(Referring expression data)
================================

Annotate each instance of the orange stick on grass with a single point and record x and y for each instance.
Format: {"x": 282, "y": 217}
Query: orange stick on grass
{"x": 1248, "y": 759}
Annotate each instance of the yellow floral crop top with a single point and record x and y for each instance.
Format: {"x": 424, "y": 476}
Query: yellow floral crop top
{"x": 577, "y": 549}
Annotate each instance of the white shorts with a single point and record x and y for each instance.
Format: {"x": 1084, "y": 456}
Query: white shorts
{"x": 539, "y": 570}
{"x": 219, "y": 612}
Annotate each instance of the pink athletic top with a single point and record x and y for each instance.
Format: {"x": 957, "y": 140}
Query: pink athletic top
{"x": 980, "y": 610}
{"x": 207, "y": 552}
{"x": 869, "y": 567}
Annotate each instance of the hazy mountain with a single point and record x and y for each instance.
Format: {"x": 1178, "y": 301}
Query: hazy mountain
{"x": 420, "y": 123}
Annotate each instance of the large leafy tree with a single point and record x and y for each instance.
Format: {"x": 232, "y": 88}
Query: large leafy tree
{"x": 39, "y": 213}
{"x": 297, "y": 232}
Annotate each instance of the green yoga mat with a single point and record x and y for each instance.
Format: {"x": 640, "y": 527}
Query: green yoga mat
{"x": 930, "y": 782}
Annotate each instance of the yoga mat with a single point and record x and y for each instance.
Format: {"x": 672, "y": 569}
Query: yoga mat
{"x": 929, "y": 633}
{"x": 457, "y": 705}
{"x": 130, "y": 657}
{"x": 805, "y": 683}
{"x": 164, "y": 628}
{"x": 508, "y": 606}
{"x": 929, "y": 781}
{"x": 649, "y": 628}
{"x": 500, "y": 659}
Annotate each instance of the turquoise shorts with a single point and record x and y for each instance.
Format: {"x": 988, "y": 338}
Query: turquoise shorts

================================

_Try it_
Could you reproduce every record exactly as it appears?

_Reply_
Annotate each instance of the orange stick on grass with a single point and record x and y for each instance.
Format: {"x": 282, "y": 217}
Query: orange stick on grass
{"x": 1248, "y": 759}
Annotate each instance of the yellow floral crop top with a single point and record x and y for each instance.
Format: {"x": 424, "y": 476}
Query: yellow floral crop top
{"x": 577, "y": 549}
Annotate each instance of the white shorts with a single point and record x and y for each instance.
Format: {"x": 1084, "y": 456}
Query: white shorts
{"x": 539, "y": 570}
{"x": 219, "y": 612}
Annotate each instance of the pink athletic top with a single point and record x and y for each instance.
Format: {"x": 957, "y": 140}
Query: pink athletic top
{"x": 980, "y": 610}
{"x": 207, "y": 552}
{"x": 869, "y": 567}
Annotate each instance of the hazy mountain with a single point and record x and y for each instance.
Format: {"x": 1178, "y": 301}
Query: hazy mountain
{"x": 420, "y": 123}
Annotate each instance of the large leafy tree with a single point and record x and y for each instance.
Format: {"x": 232, "y": 88}
Query: large leafy tree
{"x": 39, "y": 213}
{"x": 297, "y": 232}
Annotate each instance of the green yoga mat with a single point and record x and y for each instance.
Format: {"x": 640, "y": 527}
Query: green yoga mat
{"x": 930, "y": 782}
Annotate each instance of the yoga mat with a single point and record x and y for each instance.
Format: {"x": 672, "y": 569}
Query: yoga mat
{"x": 929, "y": 633}
{"x": 457, "y": 705}
{"x": 130, "y": 657}
{"x": 805, "y": 683}
{"x": 164, "y": 628}
{"x": 508, "y": 606}
{"x": 929, "y": 781}
{"x": 649, "y": 628}
{"x": 500, "y": 659}
Annotate each instance of the turquoise shorts with a single point and record x and y for each instance.
Format: {"x": 988, "y": 338}
Query: turquoise shorts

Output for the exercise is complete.